Texte à analyser:
/---

Renseignements généraux

La fibrose kystique est une maladie génétique récessive autosomique qui cause une sécrétion défectueuse de chlorure et de bicarbonate dans les cellules épithéliales dans plusieurs parties du corps. Ces sécrétions affectent le contenu en eau des cellules épithéliales, ce qui cause de nombreux symptômes cliniques, notamment une détérioration progressive de l’appareil respiratoire et du tube digestif. Dans le pancréas, les sécrétions deviennent visqueuses et présentent une teneur élevée en sel1. Avec le mucus, ces sécrétions empêchent la libération des enzymes, ce qui cause une insuffisance pancréatique exocrine (IPE)1,2. Grâce aux traitements mis au point ces dernières années, les personnes atteintes de fibrose kystique ont une meilleure espérance de vie, mais il demeure qu’elles connaissent une mort prématurée1.

Épidémiologie

La fibrose kystique touche jusqu’à 1 naissance vivante sur 2 500-3 0001. De 55 à 100 % des patients atteints de fibrose kystique sont atteints d’IPE dans une certaine mesure2, et 85 à 95 % des enfants en présentent des symptômes à un an.

Au Canada, la prévalence de l’IPE chez les patients atteints de fibrose kystique dépasse 4 100, et 120 nouveaux cas avaient été diagnostiqués en 20149. Une IPE grave a été observée chez plus de 80 % des personnes atteintes de fibrose kystique2.

Causes

L’IPE chez les personnes atteintes de fibrose kystique découle de la présence de sécrétions épaisses et très concentrées qui viennent obstruer les canaux pancréatiques. Cette obstruction cause une réduction du volume et de la concentration des enzymes pancréatiques et du bicarbonate parvenant jusqu’aux intestins. On observe alors une maldigestion et une malabsorption des graisses et des protéines, lesquelles sont exacerbées par une diminution de la motilité gastro-intestinale et une augmentation de la sécrétion d’acide gastrique. De plus, la sécrétion de bicarbonate du pancréas est réduite, ce qui peut causer un retard de la vidange gastrique et un reflux gastro-œsophagien3.

De plus, la persistance d’enzymes très concentrées dans les structures acineuses et canalaires cause des dommages aux cellules locales, une atrophie des cellules acineuses, une fibrose et le remplacement des cellules normales de l’organe par des cellules adipeuses3.

Physiopathologie

La fibrose kystique est causée par des mutations dans le code génétique du régulateur de la perméabilité transmembranaire de la fibrose kystique, la protéine CFTR. En raison de ces mutations, on observe une perte fonctionnelle de la protéine CFTR qui entraîne une réduction du chlorure à la surface apicale des cellules épithéliales et des augmentations de la réabsorption de sodium et d’eau sur toutes les surfaces de ces cellules1,3.

L’entrave au transport cellulaire des ions de chlorure influe sur les niveaux d’eau intracellulaire et a pour effet de réduire le volume des sécrétions exocrines du pancréas et d’accroître la viscosité de ces sécrétions, ce qui entraîne une obstruction des canaux pancréatiques, la destruction des cellules acineuses, une fibrose et une IPE3.

\---

Données fournies:

/---

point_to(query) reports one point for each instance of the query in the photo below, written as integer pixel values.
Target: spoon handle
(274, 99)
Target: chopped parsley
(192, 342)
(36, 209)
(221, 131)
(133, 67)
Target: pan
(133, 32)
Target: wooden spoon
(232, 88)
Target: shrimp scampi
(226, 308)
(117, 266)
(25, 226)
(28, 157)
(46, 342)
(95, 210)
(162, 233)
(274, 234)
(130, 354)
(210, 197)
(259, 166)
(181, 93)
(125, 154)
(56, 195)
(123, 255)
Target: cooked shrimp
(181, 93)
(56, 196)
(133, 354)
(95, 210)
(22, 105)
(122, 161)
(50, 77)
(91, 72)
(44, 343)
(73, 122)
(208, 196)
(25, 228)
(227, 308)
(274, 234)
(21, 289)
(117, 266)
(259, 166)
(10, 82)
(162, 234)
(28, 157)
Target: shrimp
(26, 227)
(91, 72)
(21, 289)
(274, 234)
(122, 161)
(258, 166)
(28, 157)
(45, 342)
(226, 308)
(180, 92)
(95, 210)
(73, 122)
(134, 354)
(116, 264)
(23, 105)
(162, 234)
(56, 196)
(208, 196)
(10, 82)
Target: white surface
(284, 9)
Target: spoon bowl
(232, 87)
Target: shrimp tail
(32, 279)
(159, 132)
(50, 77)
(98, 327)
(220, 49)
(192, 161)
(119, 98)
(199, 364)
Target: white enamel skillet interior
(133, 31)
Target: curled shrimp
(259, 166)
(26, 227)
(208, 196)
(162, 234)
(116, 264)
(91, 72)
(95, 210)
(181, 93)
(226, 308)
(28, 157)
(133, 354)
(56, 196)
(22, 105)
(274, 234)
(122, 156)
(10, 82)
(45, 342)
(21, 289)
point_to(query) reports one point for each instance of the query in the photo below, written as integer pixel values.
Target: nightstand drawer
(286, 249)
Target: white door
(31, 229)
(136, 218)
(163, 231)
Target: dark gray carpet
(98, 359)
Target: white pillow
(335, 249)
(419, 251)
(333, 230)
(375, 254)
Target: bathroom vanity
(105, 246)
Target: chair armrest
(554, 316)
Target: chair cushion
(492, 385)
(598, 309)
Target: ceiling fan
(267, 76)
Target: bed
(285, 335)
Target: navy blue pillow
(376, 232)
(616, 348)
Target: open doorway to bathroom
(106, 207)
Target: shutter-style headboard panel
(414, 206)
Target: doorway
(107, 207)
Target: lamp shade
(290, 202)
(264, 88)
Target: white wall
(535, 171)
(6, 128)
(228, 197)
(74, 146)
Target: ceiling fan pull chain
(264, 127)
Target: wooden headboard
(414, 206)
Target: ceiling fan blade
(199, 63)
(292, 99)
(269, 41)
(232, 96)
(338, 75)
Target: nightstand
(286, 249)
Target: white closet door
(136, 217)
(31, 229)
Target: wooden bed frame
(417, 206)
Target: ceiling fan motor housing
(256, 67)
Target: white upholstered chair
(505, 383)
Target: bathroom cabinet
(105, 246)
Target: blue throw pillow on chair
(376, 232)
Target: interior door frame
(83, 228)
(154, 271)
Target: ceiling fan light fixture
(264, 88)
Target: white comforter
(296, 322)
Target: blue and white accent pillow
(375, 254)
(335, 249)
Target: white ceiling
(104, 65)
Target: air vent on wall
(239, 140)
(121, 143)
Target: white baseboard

\---

Consigne:
Veuillez recopier le texte sur la fibrose kystique de « Physiopathologie » à « de ces cellules1,3. » en le modifiant ainsi : « perte fonctionnelle » devient « perte de fonction ». Les lignes n'ont aucun rapport avec le texte sur la fibrose kystique.

Votre réponse:
Physiopathologie

La fibrose kystique est causée par des mutations dans le code génétique du régulateur de la perméabilité transmembranaire de la fibrose kystique, la protéine CFTR. En raison de ces mutations, on observe une perte de fonction de la protéine CFTR qui entraîne une réduction du chlorure à la surface apicale des cellules épithéliales et des augmentations de la réabsorption de sodium et d’eau sur toutes les surfaces de ces cellules1,3.